TEXTO PROPORCIONADO =
Es un hecho de la causa que se miente en infinitas variantes para sacar ventajas de todo cuanto sea posible sin siquiera pensar en el que pueda salir perjudicado. Se piden falsas licencias médicas si estás algo cansado en el trabajo, falsos certificados para obtener subsidio para una casa, se falsea la situación económica familiar para una beca estudiantil, se entregan falsos currículum vitae y falsos títulos universitarios. Hasta nuestros legisladores falsean leyes dejando siempre un agujero por donde puedan zafar sus amigos o patrocinadores. Hecha la ley, hecha la trampa, sin asco. ¿Recuerda usted aquel imbécil haciendo trampas en el casino directamente bajo una cámara de vigilancia? A veces ni se cruza por la escuálida mente que podría ser sorprendido, total, todo el mundo lo hace.
Contacto en Francia
Como parte de un proyecto personal, en el que fracasé estrepitosamente, estuve en Francia unos años atrás. En París, durante la inauguración de una exposición en la Maison Amerique Latin me encontré con un chileno (cuándo no) que me invitó a un bar donde se justaban los compatriotas. Unos días después visité el lugar donde efectivamente parecía uno encontrarse en cualquier bar de la lejana provincia. Métele cumbia, algo parecido a las piscolas, vino tinto y empanadas de horno. Ya en una mesa y amena conversación con los chilenos expatriados me preguntaron qué hacía yo en Francia y les conté mi proyecto comercial con el que pretendía establecerme por algunos años allí. Después de cruzar burlonas miradas entre ellos estalló una magnífica carcajada general.

CUESTIONARIO =
1: Enumera los documentos falsos que, según el texto, se piden o se entregan.
2: Transcribe del texto el fragmento que va desde "Contacto en Francia" hasta "magnífica carcajada general.", ambos incluidos.

MATERIAL DE ESTUDIO =
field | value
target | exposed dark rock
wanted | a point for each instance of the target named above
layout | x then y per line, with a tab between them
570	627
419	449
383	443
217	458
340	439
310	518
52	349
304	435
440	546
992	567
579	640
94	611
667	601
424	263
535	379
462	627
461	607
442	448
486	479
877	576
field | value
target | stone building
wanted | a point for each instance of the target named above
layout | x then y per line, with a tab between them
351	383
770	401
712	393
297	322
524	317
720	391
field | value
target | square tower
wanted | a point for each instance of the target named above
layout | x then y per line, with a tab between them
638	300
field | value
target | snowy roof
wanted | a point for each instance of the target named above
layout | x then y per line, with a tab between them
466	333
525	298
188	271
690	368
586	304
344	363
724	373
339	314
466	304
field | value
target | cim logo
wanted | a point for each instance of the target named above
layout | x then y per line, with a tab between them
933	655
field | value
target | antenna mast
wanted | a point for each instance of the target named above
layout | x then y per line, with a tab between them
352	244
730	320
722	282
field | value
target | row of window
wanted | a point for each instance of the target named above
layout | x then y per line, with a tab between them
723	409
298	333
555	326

RESPUESTAS DEL EJERCICIO =
1:
- Falsas licencias médicas
- Falsos certificados para obtener subsidio para una casa
- Falsos currículum vitae
- Falsos títulos universitarios

2:
Contacto en Francia
Como parte de un proyecto personal, en el que fracasé estrepitosamente, estuve en Francia unos años atrás. En París, durante la inauguración de una exposición en la Maison Amerique Latin me encontré con un chileno (cuándo no) que me invitó a un bar donde se justaban los compatriotas. Unos días después visité el lugar donde efectivamente parecía uno encontrarse en cualquier bar de la lejana provincia. Métele cumbia, algo parecido a las piscolas, vino tinto y empanadas de horno. Ya en una mesa y amena conversación con los chilenos expatriados me preguntaron qué hacía yo en Francia y les conté mi proyecto comercial con el que pretendía establecerme por algunos años allí. Después de cruzar burlonas miradas entre ellos estalló una magnífica carcajada general.